**WHAT THE TASK ASKS:** An exact repetition of the data is required; no picture should appear in it.

**DATASET EXCERPTS:**
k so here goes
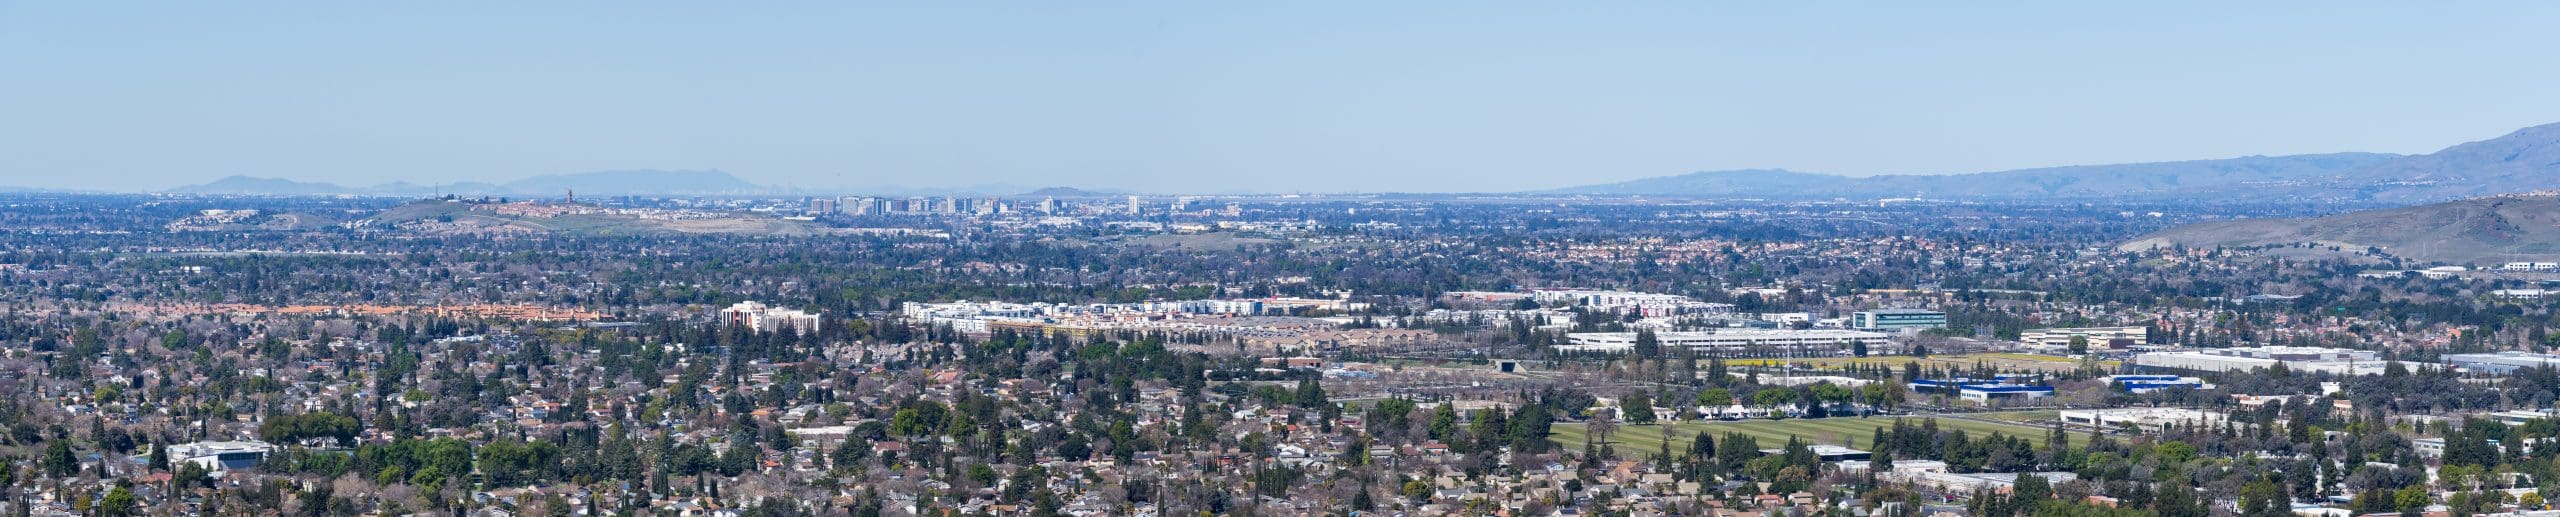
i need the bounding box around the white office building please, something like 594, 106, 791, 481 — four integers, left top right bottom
722, 301, 823, 335
1530, 289, 1734, 317
170, 441, 277, 472
2132, 346, 2417, 375
2019, 326, 2149, 348
2058, 408, 2226, 432
2493, 289, 2556, 300
2444, 352, 2560, 374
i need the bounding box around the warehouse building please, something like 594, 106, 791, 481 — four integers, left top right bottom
1908, 377, 2054, 403
2058, 408, 2226, 433
2443, 351, 2560, 374
2132, 351, 2276, 372
2132, 346, 2422, 375
1907, 378, 1989, 395
2105, 374, 2210, 393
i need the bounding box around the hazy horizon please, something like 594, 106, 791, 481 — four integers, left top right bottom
5, 2, 2558, 193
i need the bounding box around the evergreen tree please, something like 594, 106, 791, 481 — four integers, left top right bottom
1294, 379, 1327, 409
148, 440, 169, 472
1623, 392, 1656, 424
2240, 479, 2291, 517
38, 441, 75, 478
1633, 329, 1661, 357
1430, 403, 1459, 441
2158, 482, 2207, 517
2011, 472, 2052, 510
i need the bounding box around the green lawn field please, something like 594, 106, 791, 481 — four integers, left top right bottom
1549, 411, 2081, 454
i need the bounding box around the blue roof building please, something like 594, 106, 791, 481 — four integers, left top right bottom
2105, 374, 2209, 393
1958, 384, 2055, 402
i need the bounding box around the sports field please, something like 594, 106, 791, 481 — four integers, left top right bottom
1548, 411, 2080, 454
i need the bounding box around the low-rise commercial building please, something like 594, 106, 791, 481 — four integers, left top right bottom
1852, 309, 1946, 331
2445, 352, 2560, 374
2105, 374, 2210, 393
2502, 262, 2560, 271
2058, 408, 2226, 432
1909, 378, 2055, 403
2493, 289, 2556, 300
170, 440, 276, 472
1529, 289, 1734, 317
1559, 329, 1891, 355
1759, 375, 1877, 388
2019, 326, 2149, 348
2133, 351, 2278, 372
1755, 445, 1872, 462
2485, 409, 2560, 426
1876, 464, 2078, 495
2133, 346, 2422, 375
1958, 384, 2055, 403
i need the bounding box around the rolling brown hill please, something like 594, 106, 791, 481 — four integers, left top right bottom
2120, 195, 2560, 265
1557, 121, 2560, 202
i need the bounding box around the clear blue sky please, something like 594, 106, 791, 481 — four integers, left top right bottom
4, 2, 2558, 193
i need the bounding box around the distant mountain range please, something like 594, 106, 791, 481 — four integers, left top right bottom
1551, 154, 2401, 199
167, 170, 766, 197
1019, 186, 1133, 198
2334, 122, 2560, 203
1552, 121, 2560, 202
0, 185, 98, 194
2122, 194, 2560, 265
160, 171, 1083, 198
120, 120, 2560, 202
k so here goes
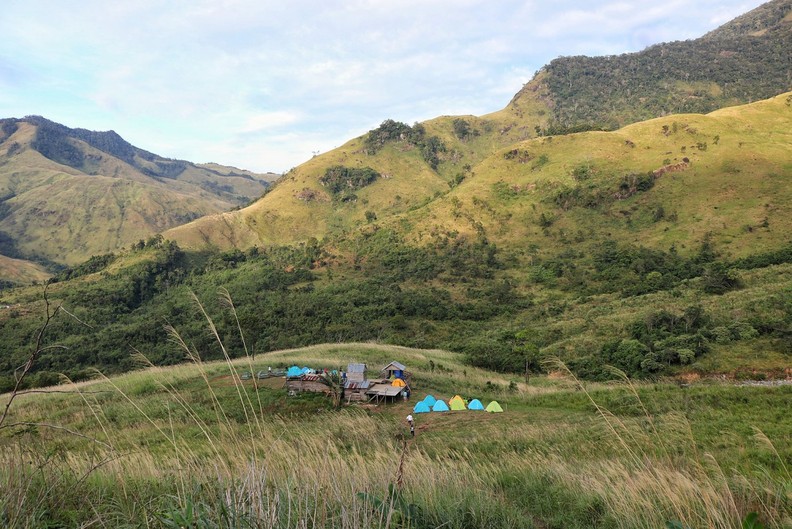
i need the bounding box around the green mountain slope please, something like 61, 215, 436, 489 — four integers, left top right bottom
404, 93, 792, 260
516, 0, 792, 132
167, 0, 791, 252
0, 117, 278, 271
2, 93, 791, 389
2, 3, 792, 388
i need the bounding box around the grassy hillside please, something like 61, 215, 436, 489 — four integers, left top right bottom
1, 95, 791, 391
1, 343, 789, 528
404, 92, 792, 258
0, 117, 276, 271
168, 1, 791, 253
167, 92, 792, 267
0, 254, 49, 286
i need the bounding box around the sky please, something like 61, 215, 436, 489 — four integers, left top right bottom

**RESULT:**
k so here goes
i need the bounding box around the white office building please, something like 594, 106, 791, 481 — four integers, left top right bottom
722, 301, 823, 335
1530, 289, 1734, 317
170, 441, 277, 472
2132, 346, 2417, 375
2019, 326, 2149, 348
2058, 408, 2226, 432
2493, 289, 2556, 300
2444, 352, 2560, 374
i need the bounding box around the warehouse building please, something like 594, 106, 791, 481 — four integers, left top right bottom
1908, 377, 2054, 403
2058, 408, 2226, 433
2443, 351, 2560, 374
2132, 351, 2276, 372
2132, 346, 2422, 375
1907, 378, 1989, 395
2105, 374, 2210, 393
i need the bounding box around the hazy horizon please, something like 594, 106, 791, 481 — four integers, left top right bottom
5, 2, 2558, 193
i need the bounding box around the evergreen tree please, something like 594, 106, 791, 481 — four integers, left top right bottom
1294, 379, 1327, 409
148, 440, 169, 472
1623, 392, 1656, 424
2240, 479, 2291, 517
38, 441, 75, 478
1633, 329, 1661, 357
1430, 403, 1459, 441
2158, 482, 2207, 517
2011, 472, 2052, 510
i need the bounding box around the green lawn field please, something like 594, 106, 791, 481 — four integers, left top right bottom
1549, 411, 2081, 454
i need the bounding box around the blue roof building please, something like 594, 106, 791, 481 — four integers, left top right bottom
2105, 374, 2209, 393
1958, 384, 2055, 402
i need the bounding box around the sports field please, something like 594, 106, 791, 481 — four integers, left top right bottom
1548, 411, 2080, 454
i need the bounding box around the low-rise commercial building please, something like 594, 106, 791, 481 — four integers, left top right bottom
1852, 309, 1946, 331
2445, 352, 2560, 374
2105, 374, 2210, 393
2502, 262, 2560, 271
2058, 408, 2226, 432
1909, 378, 2055, 403
2493, 289, 2556, 300
170, 440, 276, 472
1529, 289, 1734, 317
1559, 329, 1891, 355
1759, 375, 1877, 388
2019, 326, 2149, 348
2133, 351, 2278, 372
1755, 445, 1872, 462
2485, 409, 2560, 426
1876, 464, 2078, 495
2133, 346, 2422, 375
1958, 384, 2055, 403
i need the bounding box around the rolling brown hill please, something like 594, 106, 791, 481 — four integers, left top right bottom
2120, 195, 2560, 265
1557, 121, 2560, 202
i need the bounding box around the clear blue sky please, something like 594, 106, 791, 481 — four integers, left top right bottom
4, 2, 2558, 193
i need the bounding box around the distant mountain range please, something like 594, 106, 791, 481 — four integers, left top right bottom
1551, 154, 2401, 199
167, 170, 766, 197
1019, 186, 1133, 198
2334, 122, 2560, 203
1552, 121, 2560, 202
0, 185, 98, 194
2122, 194, 2560, 265
160, 171, 1083, 198
120, 120, 2560, 202
k so here goes
i need the bounding box around the green mountain slope please, something like 61, 215, 436, 489 — four integers, left top right bottom
404, 93, 792, 260
516, 0, 792, 132
167, 0, 791, 252
0, 117, 278, 271
2, 93, 791, 389
2, 3, 792, 388
i need the bounding box around the grassy hillside please, something like 61, 215, 436, 489 — four integers, left top right bottom
1, 95, 791, 391
1, 343, 789, 528
404, 92, 792, 258
0, 117, 276, 271
168, 1, 791, 253
167, 92, 792, 267
0, 254, 49, 286
i need the bounding box around the sky please, something like 61, 215, 436, 489 — four integers, left top right bottom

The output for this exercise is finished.